Task directions >> Copy the records below, replacing every "pixel pairs" with "coordinate pairs" and leaving everything else unchanged.

(Stored items)
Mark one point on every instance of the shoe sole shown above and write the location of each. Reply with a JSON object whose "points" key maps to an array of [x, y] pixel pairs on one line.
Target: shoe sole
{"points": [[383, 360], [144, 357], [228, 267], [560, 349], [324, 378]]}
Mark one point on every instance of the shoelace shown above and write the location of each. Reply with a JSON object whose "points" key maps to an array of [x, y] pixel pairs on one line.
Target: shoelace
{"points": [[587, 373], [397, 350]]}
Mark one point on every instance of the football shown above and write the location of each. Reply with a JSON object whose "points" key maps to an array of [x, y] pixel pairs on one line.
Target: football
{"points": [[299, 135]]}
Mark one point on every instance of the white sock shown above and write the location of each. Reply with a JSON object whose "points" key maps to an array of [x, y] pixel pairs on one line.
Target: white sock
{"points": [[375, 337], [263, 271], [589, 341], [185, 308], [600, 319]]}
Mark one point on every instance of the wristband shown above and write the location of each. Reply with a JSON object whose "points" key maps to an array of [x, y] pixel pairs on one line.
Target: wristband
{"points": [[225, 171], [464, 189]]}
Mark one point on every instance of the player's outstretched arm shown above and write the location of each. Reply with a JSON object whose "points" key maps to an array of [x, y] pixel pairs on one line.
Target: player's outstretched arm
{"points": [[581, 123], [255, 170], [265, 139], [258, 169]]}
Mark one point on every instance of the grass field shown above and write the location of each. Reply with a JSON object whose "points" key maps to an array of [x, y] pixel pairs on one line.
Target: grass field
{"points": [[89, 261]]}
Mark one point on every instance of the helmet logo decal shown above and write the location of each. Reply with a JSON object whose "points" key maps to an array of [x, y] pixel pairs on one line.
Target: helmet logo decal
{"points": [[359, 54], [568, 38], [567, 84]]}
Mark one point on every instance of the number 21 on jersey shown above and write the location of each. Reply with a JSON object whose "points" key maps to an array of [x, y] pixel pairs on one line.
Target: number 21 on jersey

Expected answer >>
Mark one point on every instance of the shoe sole shown above and write the location of each. Reply with a JSON object whose "points" key maps to an array of [x, y] coordinate pairs on one line.
Target: shoe sole
{"points": [[383, 360], [144, 357], [228, 267], [560, 349], [324, 378]]}
Mark one point on every instance of the shoelace shown above and write the location of each. Reply with a JSON object whose "points" key maps to an array of [x, y] coordinate pairs on one line.
Target: shoelace
{"points": [[587, 373], [397, 350]]}
Mark one point on every instance of the football shown above and write the location of each. Reply with a JSON object whose "points" key maps to an array of [x, y] coordinate pairs on one line.
Target: football
{"points": [[299, 135]]}
Mark one point on every instance of the white sock shown above and write the location of each. Reply with a JSON object whose "points" key maps to an array of [x, y] coordinate pairs on one line.
Target: white sock
{"points": [[375, 337], [263, 271], [589, 341], [185, 308], [600, 319]]}
Mark one point on every instance of the wristband shown above and write the location of each. Reply with a JSON object whose "points" key maps to an array of [x, y] coordinate pairs on one line.
Target: wristband
{"points": [[225, 171], [464, 189]]}
Mark one point on every instance of the player's outstretched arm shown above and write the location of each. Reply with a JSON object whose "points" key maps to an array of [x, y] coordinate pairs on one line.
Target: player's outstretched arm
{"points": [[581, 123], [255, 170], [265, 139], [258, 169]]}
Mark one point on every instance of the grass field shown above and write the location of each. Reply with a JSON object whose "points" key maps to an array of [x, y] coordinate pairs on one line.
Target: grass field
{"points": [[89, 261]]}
Mark one point on every instance of the helmet logo decal shown above and write the location of each. Reply with a JSON object whose "points" key maps to an array of [x, y] coordinate pairs on one line.
Target: helmet logo decal
{"points": [[359, 54], [568, 38], [567, 84]]}
Mark one point on every instance of the number 21 on jersey shown above and write the location of each. Reply with a JSON object whose "points" key maps to an array of [x, y] coordinate pairs on one line.
Target: number 21 on jersey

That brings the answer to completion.